Without changing a single word, set down all of the records.

[Items listed in a dataset]
=-=-=

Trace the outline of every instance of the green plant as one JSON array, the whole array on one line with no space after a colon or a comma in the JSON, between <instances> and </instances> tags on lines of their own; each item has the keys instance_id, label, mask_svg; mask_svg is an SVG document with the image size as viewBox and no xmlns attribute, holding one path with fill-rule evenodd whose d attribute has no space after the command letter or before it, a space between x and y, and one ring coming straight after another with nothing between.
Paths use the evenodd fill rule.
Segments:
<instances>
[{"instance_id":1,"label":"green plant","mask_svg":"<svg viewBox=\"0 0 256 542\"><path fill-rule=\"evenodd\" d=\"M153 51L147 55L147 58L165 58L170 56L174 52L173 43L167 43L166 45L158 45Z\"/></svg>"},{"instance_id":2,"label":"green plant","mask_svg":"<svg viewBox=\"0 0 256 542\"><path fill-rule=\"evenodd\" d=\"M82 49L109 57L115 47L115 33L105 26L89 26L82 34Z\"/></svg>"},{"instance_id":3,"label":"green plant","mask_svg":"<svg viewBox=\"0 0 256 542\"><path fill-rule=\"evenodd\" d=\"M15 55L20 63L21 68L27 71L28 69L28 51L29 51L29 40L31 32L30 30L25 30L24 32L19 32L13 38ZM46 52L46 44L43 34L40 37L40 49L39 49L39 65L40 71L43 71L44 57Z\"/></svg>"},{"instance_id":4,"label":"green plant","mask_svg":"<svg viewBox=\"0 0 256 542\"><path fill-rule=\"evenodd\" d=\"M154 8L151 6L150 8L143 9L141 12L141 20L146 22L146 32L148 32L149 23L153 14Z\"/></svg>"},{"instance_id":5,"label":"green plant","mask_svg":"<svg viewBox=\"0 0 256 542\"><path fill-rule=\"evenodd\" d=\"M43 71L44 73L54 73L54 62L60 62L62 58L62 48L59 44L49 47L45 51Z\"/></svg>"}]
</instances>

=-=-=

• _Result for this task_
Trace the outline of every instance of the green plant as one JSON array, the whole array on one line with no space after a colon or a comma in the JSON, between <instances> and </instances> tags on lines of their own; each item has the keys instance_id, label, mask_svg; mask_svg is an SVG document with the image size as viewBox and no xmlns attribute, holding one path with fill-rule evenodd whose d attribute has no space after the command letter or before it, a space between x and y, and one ring coming straight after another with nothing between.
Paths use the evenodd fill rule.
Segments:
<instances>
[{"instance_id":1,"label":"green plant","mask_svg":"<svg viewBox=\"0 0 256 542\"><path fill-rule=\"evenodd\" d=\"M153 51L147 55L147 58L165 58L170 56L174 52L173 43L167 43L166 45L158 45Z\"/></svg>"},{"instance_id":2,"label":"green plant","mask_svg":"<svg viewBox=\"0 0 256 542\"><path fill-rule=\"evenodd\" d=\"M82 49L109 57L115 47L115 33L105 26L89 26L82 34Z\"/></svg>"},{"instance_id":3,"label":"green plant","mask_svg":"<svg viewBox=\"0 0 256 542\"><path fill-rule=\"evenodd\" d=\"M15 55L20 63L21 68L27 71L28 69L28 51L29 51L29 40L31 32L30 30L25 30L24 32L19 32L13 38ZM46 52L46 44L43 34L40 37L40 49L39 49L39 65L40 71L43 71L44 57Z\"/></svg>"},{"instance_id":4,"label":"green plant","mask_svg":"<svg viewBox=\"0 0 256 542\"><path fill-rule=\"evenodd\" d=\"M154 8L151 6L150 8L143 9L141 12L141 20L146 22L146 32L148 32L149 23L153 14Z\"/></svg>"},{"instance_id":5,"label":"green plant","mask_svg":"<svg viewBox=\"0 0 256 542\"><path fill-rule=\"evenodd\" d=\"M43 71L44 73L54 73L54 62L60 62L62 58L62 48L59 44L49 47L45 51Z\"/></svg>"}]
</instances>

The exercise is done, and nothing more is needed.